(RECORD SET begins)

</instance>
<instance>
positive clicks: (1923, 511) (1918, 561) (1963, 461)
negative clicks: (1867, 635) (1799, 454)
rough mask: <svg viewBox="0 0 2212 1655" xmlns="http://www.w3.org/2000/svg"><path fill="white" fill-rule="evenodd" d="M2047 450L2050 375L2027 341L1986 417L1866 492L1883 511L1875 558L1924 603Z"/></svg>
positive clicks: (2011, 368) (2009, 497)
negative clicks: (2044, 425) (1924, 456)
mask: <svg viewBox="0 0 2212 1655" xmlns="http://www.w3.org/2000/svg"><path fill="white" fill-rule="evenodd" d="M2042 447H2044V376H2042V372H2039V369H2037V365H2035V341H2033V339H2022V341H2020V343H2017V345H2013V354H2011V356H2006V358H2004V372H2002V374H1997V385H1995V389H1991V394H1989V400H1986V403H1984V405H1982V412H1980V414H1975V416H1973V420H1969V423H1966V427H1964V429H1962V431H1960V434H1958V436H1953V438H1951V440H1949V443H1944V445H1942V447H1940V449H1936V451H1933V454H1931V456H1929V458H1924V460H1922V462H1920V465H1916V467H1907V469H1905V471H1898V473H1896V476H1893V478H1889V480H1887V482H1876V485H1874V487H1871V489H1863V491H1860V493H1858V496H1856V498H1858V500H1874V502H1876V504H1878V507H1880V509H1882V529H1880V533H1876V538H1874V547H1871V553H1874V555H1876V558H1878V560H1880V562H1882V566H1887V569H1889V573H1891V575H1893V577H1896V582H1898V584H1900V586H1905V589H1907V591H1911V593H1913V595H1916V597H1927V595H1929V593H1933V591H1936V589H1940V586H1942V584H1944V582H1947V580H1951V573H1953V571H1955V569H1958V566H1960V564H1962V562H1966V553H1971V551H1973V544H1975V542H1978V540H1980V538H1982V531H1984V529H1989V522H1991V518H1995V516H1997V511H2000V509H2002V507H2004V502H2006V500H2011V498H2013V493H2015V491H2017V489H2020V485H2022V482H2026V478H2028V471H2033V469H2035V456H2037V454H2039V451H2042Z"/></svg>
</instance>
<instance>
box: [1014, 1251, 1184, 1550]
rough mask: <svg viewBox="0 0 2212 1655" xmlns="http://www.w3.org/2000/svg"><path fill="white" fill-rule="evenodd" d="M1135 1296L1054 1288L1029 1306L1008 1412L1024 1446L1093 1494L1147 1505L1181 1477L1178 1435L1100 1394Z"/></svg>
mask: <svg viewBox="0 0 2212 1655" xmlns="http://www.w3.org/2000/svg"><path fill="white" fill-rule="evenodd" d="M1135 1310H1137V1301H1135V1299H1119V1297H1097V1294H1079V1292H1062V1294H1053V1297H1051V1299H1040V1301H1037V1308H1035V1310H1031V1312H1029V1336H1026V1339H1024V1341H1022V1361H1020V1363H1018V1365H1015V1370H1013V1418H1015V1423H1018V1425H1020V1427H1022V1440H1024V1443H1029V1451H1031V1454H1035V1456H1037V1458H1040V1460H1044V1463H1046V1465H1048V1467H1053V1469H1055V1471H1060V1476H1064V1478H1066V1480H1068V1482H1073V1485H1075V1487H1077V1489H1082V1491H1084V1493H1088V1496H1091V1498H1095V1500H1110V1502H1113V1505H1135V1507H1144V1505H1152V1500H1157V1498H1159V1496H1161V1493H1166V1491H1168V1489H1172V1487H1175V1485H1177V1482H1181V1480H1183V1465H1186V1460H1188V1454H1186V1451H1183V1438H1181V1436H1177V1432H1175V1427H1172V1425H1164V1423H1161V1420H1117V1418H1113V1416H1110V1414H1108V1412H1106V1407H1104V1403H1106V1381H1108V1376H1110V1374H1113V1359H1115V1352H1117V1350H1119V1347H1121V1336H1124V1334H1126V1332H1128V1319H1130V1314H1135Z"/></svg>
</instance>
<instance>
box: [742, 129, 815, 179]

(RECORD SET ends)

THE PROBLEM: Put each line of the records above into a numbered list, omitting any blank lines.

RESPONSE:
1. </instance>
2. <instance>
3. positive clicks: (1923, 511) (1918, 561) (1963, 461)
4. negative clicks: (1867, 635) (1799, 454)
5. rough mask: <svg viewBox="0 0 2212 1655" xmlns="http://www.w3.org/2000/svg"><path fill="white" fill-rule="evenodd" d="M2047 450L2050 375L2027 341L1986 417L1866 492L1883 511L1875 558L1924 603Z"/></svg>
6. positive clicks: (2011, 368) (2009, 497)
7. negative clicks: (2044, 425) (1924, 456)
8. mask: <svg viewBox="0 0 2212 1655" xmlns="http://www.w3.org/2000/svg"><path fill="white" fill-rule="evenodd" d="M2042 447H2044V376H2042V372H2039V369H2037V365H2035V341H2033V339H2022V341H2020V343H2017V345H2013V354H2011V356H2006V358H2004V372H2002V374H1997V385H1995V389H1991V394H1989V400H1986V403H1984V405H1982V412H1980V414H1975V416H1973V420H1969V423H1966V427H1964V429H1962V431H1960V434H1958V436H1953V438H1951V440H1949V443H1944V445H1942V447H1940V449H1936V451H1933V454H1931V456H1929V458H1924V460H1922V462H1920V465H1916V467H1907V469H1905V471H1898V473H1896V476H1893V478H1889V480H1887V482H1876V485H1874V487H1871V489H1863V491H1860V493H1858V496H1856V498H1858V500H1874V502H1876V504H1878V507H1880V509H1882V529H1880V533H1876V538H1874V547H1871V553H1874V555H1876V558H1878V560H1880V562H1882V566H1887V569H1889V573H1891V575H1893V577H1896V582H1898V584H1900V586H1905V589H1907V591H1911V593H1913V595H1916V597H1927V595H1929V593H1933V591H1936V589H1940V586H1942V584H1944V582H1947V580H1951V573H1953V571H1955V569H1958V566H1960V564H1962V562H1966V553H1971V551H1973V544H1975V542H1978V540H1980V538H1982V531H1984V529H1989V522H1991V518H1995V516H1997V511H2000V509H2002V507H2004V502H2006V500H2011V498H2013V493H2015V491H2017V489H2020V485H2022V482H2026V478H2028V471H2033V469H2035V456H2037V454H2039V451H2042Z"/></svg>
9. </instance>
10. <instance>
11. box: [1014, 1251, 1184, 1550]
12. rough mask: <svg viewBox="0 0 2212 1655" xmlns="http://www.w3.org/2000/svg"><path fill="white" fill-rule="evenodd" d="M1135 1296L1054 1288L1029 1306L1008 1412L1024 1446L1093 1494L1147 1505L1181 1477L1178 1435L1100 1394Z"/></svg>
13. mask: <svg viewBox="0 0 2212 1655" xmlns="http://www.w3.org/2000/svg"><path fill="white" fill-rule="evenodd" d="M1135 1310H1137V1301H1135V1299H1119V1297H1097V1294H1079V1292H1062V1294H1053V1297H1051V1299H1040V1301H1037V1308H1035V1310H1031V1312H1029V1336H1026V1339H1024V1341H1022V1361H1020V1363H1018V1365H1015V1370H1013V1418H1015V1423H1018V1425H1020V1427H1022V1440H1024V1443H1029V1451H1031V1454H1035V1456H1037V1458H1040V1460H1044V1463H1046V1465H1048V1467H1053V1469H1055V1471H1060V1476H1064V1478H1066V1480H1068V1482H1073V1485H1075V1487H1077V1489H1082V1491H1084V1493H1088V1496H1091V1498H1095V1500H1110V1502H1113V1505H1135V1507H1144V1505H1152V1500H1157V1498H1159V1496H1161V1493H1166V1491H1168V1489H1172V1487H1175V1485H1177V1482H1181V1480H1183V1465H1186V1460H1188V1454H1186V1451H1183V1438H1181V1436H1177V1432H1175V1427H1172V1425H1164V1423H1161V1420H1117V1418H1113V1416H1110V1414H1108V1412H1106V1407H1104V1403H1106V1381H1108V1376H1110V1374H1113V1359H1115V1352H1117V1350H1119V1347H1121V1336H1124V1334H1126V1332H1128V1319H1130V1314H1135Z"/></svg>
14. </instance>
15. <instance>
16. box: [742, 129, 815, 179]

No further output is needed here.